■ **To be done**:
Would it be possible to write out each entry below exactly, without the pictures?

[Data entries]
- - -
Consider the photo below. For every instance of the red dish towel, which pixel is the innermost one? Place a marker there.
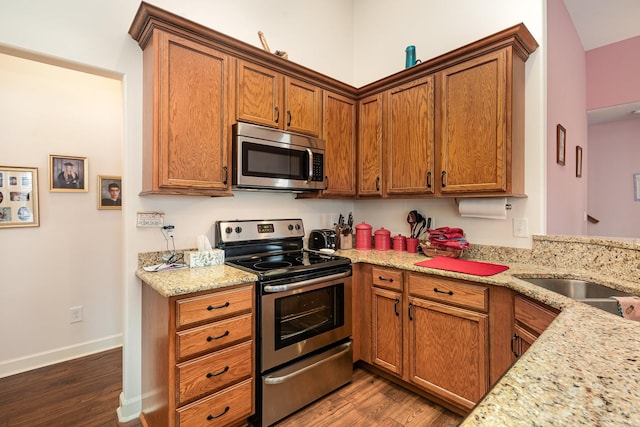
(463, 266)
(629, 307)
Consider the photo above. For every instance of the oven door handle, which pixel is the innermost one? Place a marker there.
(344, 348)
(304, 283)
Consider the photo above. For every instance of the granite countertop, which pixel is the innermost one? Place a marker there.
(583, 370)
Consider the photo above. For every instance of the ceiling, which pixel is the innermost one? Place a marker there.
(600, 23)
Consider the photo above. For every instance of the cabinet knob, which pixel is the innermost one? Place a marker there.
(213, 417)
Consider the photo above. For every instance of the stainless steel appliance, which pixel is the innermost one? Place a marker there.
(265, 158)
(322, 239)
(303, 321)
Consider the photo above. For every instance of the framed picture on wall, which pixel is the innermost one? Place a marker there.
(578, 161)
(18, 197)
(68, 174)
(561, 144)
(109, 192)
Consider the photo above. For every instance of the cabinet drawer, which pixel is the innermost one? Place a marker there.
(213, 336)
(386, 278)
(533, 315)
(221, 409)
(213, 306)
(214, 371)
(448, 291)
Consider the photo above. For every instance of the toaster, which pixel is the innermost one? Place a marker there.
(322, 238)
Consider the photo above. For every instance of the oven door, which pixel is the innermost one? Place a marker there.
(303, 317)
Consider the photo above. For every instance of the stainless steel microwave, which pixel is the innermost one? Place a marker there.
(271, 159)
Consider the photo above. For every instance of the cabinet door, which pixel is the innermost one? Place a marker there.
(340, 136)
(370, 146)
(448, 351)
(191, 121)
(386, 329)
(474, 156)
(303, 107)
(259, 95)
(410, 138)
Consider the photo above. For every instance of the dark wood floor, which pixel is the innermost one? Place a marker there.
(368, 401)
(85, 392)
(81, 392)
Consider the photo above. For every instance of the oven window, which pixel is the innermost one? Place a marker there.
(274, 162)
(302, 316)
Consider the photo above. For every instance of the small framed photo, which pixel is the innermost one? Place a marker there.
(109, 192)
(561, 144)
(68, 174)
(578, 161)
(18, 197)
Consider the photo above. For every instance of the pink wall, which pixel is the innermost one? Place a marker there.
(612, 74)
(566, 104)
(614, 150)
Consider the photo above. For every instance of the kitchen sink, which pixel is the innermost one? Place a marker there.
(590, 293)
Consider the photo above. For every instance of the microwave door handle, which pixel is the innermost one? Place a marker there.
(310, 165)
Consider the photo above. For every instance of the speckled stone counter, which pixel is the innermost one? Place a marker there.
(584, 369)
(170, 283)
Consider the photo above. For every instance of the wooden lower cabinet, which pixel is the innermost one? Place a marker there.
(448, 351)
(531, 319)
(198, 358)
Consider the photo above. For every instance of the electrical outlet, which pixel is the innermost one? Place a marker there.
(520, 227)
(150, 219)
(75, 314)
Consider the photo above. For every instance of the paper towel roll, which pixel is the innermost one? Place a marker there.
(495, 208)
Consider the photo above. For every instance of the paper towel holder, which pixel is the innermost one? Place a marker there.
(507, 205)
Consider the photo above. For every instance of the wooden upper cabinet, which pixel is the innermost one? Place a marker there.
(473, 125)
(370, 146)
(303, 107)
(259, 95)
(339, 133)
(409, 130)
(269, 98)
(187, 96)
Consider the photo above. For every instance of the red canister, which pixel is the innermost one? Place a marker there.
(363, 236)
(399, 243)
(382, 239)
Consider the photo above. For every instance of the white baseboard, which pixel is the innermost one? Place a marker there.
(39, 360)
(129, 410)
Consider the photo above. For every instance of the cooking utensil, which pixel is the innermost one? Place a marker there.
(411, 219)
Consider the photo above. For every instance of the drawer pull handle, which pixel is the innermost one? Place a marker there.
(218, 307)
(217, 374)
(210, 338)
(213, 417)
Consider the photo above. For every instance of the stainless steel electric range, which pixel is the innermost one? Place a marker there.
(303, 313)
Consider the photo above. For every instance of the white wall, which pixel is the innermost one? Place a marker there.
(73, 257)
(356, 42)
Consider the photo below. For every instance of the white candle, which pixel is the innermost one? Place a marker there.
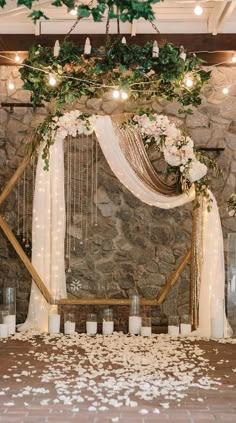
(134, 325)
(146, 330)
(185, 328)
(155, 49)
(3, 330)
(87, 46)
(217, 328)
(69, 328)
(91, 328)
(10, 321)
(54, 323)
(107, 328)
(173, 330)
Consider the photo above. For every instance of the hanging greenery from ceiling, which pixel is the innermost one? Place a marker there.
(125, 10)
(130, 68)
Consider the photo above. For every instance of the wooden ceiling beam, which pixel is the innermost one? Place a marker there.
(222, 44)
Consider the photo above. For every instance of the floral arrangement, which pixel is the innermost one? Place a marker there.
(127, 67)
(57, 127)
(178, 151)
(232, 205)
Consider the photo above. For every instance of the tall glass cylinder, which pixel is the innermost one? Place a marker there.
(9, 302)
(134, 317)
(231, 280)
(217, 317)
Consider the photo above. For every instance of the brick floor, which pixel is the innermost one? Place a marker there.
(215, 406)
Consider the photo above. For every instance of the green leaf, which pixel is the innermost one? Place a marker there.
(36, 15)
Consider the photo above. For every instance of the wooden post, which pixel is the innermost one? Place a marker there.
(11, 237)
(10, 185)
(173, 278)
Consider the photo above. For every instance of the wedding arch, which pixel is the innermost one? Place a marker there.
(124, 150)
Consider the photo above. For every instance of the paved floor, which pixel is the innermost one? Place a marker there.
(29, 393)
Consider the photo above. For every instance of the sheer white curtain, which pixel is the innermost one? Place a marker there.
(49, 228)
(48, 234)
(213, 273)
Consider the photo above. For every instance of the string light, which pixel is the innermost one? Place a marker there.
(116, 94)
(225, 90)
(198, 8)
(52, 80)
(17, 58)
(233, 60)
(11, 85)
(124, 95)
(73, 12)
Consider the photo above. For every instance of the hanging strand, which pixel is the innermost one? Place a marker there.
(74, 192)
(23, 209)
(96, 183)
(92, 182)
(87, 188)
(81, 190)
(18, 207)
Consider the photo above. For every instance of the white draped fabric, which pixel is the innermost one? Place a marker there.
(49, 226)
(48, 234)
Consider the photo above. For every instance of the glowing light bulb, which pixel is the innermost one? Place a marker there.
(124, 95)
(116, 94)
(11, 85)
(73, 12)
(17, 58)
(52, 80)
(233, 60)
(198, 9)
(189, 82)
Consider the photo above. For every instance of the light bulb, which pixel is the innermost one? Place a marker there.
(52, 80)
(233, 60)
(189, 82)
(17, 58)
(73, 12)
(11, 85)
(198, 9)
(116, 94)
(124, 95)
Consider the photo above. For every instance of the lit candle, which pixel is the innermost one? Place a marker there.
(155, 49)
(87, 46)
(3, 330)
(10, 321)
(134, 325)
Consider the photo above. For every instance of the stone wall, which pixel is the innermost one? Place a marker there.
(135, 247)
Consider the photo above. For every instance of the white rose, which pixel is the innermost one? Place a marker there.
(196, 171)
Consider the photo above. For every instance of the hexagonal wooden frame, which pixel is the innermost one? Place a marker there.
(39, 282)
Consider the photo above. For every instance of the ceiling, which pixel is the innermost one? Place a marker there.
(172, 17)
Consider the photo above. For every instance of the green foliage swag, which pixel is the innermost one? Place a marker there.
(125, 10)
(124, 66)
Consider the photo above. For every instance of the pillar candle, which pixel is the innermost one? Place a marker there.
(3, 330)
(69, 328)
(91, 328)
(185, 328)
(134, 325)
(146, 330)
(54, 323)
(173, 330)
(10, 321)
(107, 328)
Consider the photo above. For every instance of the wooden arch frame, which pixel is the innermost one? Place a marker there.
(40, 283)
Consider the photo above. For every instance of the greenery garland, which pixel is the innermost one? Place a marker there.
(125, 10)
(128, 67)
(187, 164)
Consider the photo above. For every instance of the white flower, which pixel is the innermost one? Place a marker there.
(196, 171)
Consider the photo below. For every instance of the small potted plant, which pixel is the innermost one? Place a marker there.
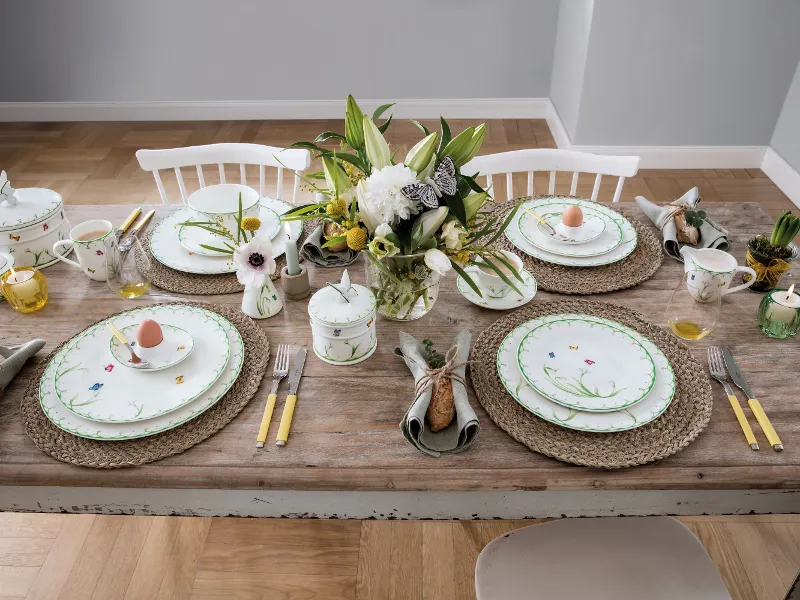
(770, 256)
- - -
■ **Answer to the task**:
Consider the photo below. For every instance of the red dish towel, which pixel is the innermost one? Place a marker there.
(463, 266)
(629, 307)
Consider the photo above. For every instance of the oven door handle, which pixel is the innermost one? Place a marker there.
(344, 348)
(304, 283)
Consider the photo above. For every instance of the granite countertop, which pixel is the innermost one? Place a marker there.
(583, 370)
Consider the photo above. For every instance of the ceiling, which pixel is the innermost one? Place a marker there.
(600, 23)
Consider the photo above. For every instance of the cabinet knob, which pixel is the innermost one? Place a marker there.
(213, 417)
Consider the photo above. For every instance of the stainless steel appliance, which pixel is the innermost one? Place a marker there.
(265, 158)
(322, 239)
(303, 321)
Consider the photo above. For every instance of the framed picture on wall, which pixel is the innermost one? Place a marker there.
(578, 161)
(18, 197)
(68, 174)
(561, 144)
(109, 192)
Consider the photo above. For every instance of the cabinet drawer, which pixel is the innermost one? Place a marker there.
(213, 336)
(386, 278)
(533, 315)
(221, 409)
(213, 306)
(214, 371)
(448, 291)
Consider the photo above. For every instance of the toaster, which pixel is the innermost one? Place a marker there.
(322, 238)
Consider the photo above. For every instance of the oven door, which pixel is the innermost one? Place a marker there.
(303, 317)
Consider the photo above. For every instance of the stainless steel microwave, which pixel is the innermost one? Place a marker there.
(271, 159)
Consider the photo above. For every instance of the cabinet door, which pixel is the innermost one? Place a marker there.
(340, 136)
(370, 146)
(448, 351)
(191, 121)
(386, 329)
(474, 156)
(303, 107)
(259, 95)
(410, 138)
Consider the photo above. For every instance of the dark wood floor, which pixel is the innermost one? Place a marker there.
(368, 401)
(85, 392)
(81, 392)
Consider the photo above. For every instance of the oven window, which pixel is the innermost one? Place a marker there.
(274, 162)
(302, 316)
Consider the photo above. For every instance of the small framed photo, which pixel is the innermost one? Place a marker there.
(109, 192)
(561, 144)
(68, 174)
(578, 161)
(18, 197)
Consider the photo above. For every instance of the pink wall, which pixel is the innermost one? Place a marker there.
(612, 74)
(566, 104)
(614, 150)
Consider the photo above. For every instance of the kitchen sink, which pixel is the innermost one? Place a marker there.
(590, 293)
Consider the photo above. For every instance of the microwave door handle, which pixel is the innermost one? Place a marker there.
(310, 165)
Consider the photo above. For every instance of the speckled stone counter, which pixel is the innermost one? Place a marker there.
(584, 369)
(170, 283)
Consider the photo above. For every instance of the wooden lower cabinet, which pixel is the innermost one? Place a marker there.
(448, 351)
(531, 319)
(198, 358)
Consider the photo above. For every instance of the electrical outlet, which pixel is the innermost one? Place a marker there.
(520, 227)
(150, 219)
(75, 314)
Consider the photo above. For every instance of the paper towel roll, which pixel is the innermost one? Place a marker there.
(495, 208)
Consider the photo above. For every instance of the paper towel holder, which pixel is the innermost one? Place a marker there.
(507, 205)
Consider the photo above. For every instance of the wooden upper cabinet, which pixel is the innermost one? Place a marker there.
(473, 125)
(370, 146)
(303, 107)
(259, 95)
(339, 133)
(409, 130)
(269, 98)
(187, 96)
Consider the photo above. For every instance of the red canister, which pixel is the innermost one? Place a marker there.
(363, 236)
(399, 243)
(382, 239)
Consider the photo above. For every instance of the white baseboard, which pixel is the innermost one? Place a marker there.
(39, 360)
(129, 410)
Consider the photo above. For every instance of the cooking utensil, which pixel is the innermost one? Place a marker there.
(411, 219)
Consider the photo above. For every instance of the drawer pull handle, which pixel is the innermost one? Place a marker there.
(218, 307)
(217, 374)
(210, 338)
(213, 417)
Consider the photo above. For every instance of the stainless steel electric range, which pixel is the innermost one? Place a marker there.
(303, 313)
Consider the photo above. For every instance of the white wall, which pixel is the innermost one? Place a marker there.
(73, 257)
(356, 42)
Consider the photo below. For every instance of the white candle, which pixel is the innermost one? Place a marker there.
(134, 325)
(146, 330)
(185, 328)
(155, 49)
(3, 330)
(87, 46)
(217, 328)
(69, 328)
(91, 328)
(10, 321)
(54, 323)
(107, 328)
(173, 330)
Consider the photo above. For every instance of the hanging greenery from ceiling, which pixel is the innermost one? Place a marker there.
(125, 10)
(130, 68)
Consider the photo above. For every instance of the wooden ceiling beam, which pixel is the innermost one? Place a marker there.
(222, 44)
Consider the photo above. For every instance of the floral arrangement, which pixel is the innermost one? Place a marker there.
(127, 67)
(57, 127)
(178, 151)
(232, 205)
Consider the photo above. For every instance of the tall glass cylinder, which pixel is the innermost one? Place a marker there.
(9, 302)
(134, 317)
(231, 280)
(217, 317)
Consider the photo above. For every instance of the brick floor, which pixel is the innermost one? Place a marker there.
(215, 406)
Consider the photo above. For every instance of the green leaf, which pixel is the innermost one? Place a marker there.
(36, 15)
Consider the photo above. For every instance of the wooden post, which pixel is the innermost one? Place a marker there.
(11, 237)
(10, 185)
(173, 278)
Consider the photo above. For every instance of the wedding arch, which pixel is the innermost one? Place a marker there.
(124, 150)
Consider the photo above. For every instance of the paved floor, which pixel is the innermost one? Place a marker there.
(29, 393)
Consider the photo above. For every instance of the sheer white curtain, which pixel is the innermost one? Place a marker there.
(49, 228)
(48, 234)
(213, 273)
Consider the photo above. For every instance of the string light, which pixel is the innermost one? Place a marker there.
(116, 94)
(225, 90)
(198, 8)
(52, 80)
(17, 58)
(233, 60)
(11, 85)
(124, 95)
(73, 12)
Consider the photo above. For every instance of the hanging strand, which pixel is the innermost one? Place a marker there.
(74, 192)
(23, 209)
(96, 183)
(92, 182)
(87, 188)
(81, 190)
(18, 207)
Consider the photo above. For every instance of the white draped fabric, which pixel is the innermost one? Place a marker there.
(49, 226)
(48, 234)
Consider the photo above. For every instance of the glowing light bulb, which pixel is the innermost one? Place a marker there.
(124, 95)
(116, 94)
(11, 85)
(73, 12)
(17, 58)
(52, 80)
(233, 60)
(198, 9)
(189, 82)
Consider the photo above. For every instance of the light bulb, which pixel is the innermost one? Place a marker there.
(52, 80)
(233, 60)
(189, 82)
(17, 58)
(73, 12)
(11, 85)
(198, 9)
(116, 94)
(124, 95)
Consider the photo above. For every instance of the lit candle, which pixel is the innermost one? Place a marker there.
(155, 49)
(87, 46)
(3, 330)
(10, 321)
(134, 325)
Consider the photo above. For every instance of the stone wall, which pixel is the innermost one? Place a marker there.
(135, 247)
Consider the photo above. For every instance of the white rose, which pixel is the innermost one? Place a marker there.
(196, 171)
Consider the photo above. For every instance of the hexagonal wooden frame, which pixel is the innermost one? Place a marker there.
(39, 282)
Consider the photo above. For every instance of the ceiling, which pixel is the innermost one? Place a marker there.
(172, 17)
Consider the photo above. For every instance of the green foliage swag, which pixel is the innermost one? Place a marker there.
(125, 10)
(124, 66)
Consider the photo above. For every instance of the pillar candle, which pixel is the innermost one? Place a marker there.
(3, 330)
(69, 328)
(91, 328)
(185, 328)
(134, 325)
(146, 330)
(54, 323)
(173, 330)
(10, 321)
(107, 328)
Consider the photo above. For every instance of the wooden arch frame, which pixel is the innermost one? Place a marker there.
(40, 283)
Consider the photo above. For every instance of the greenery garland, which pixel is the innermost one? Place a marker there.
(125, 10)
(128, 67)
(187, 164)
Consider the photo above. For every instance of the white flower, which pixel is the innermost one? Place a marker there.
(196, 171)
Consider the photo below. For every instance of the small potted plant, which pixel is the innermost one? Place a marker there.
(770, 256)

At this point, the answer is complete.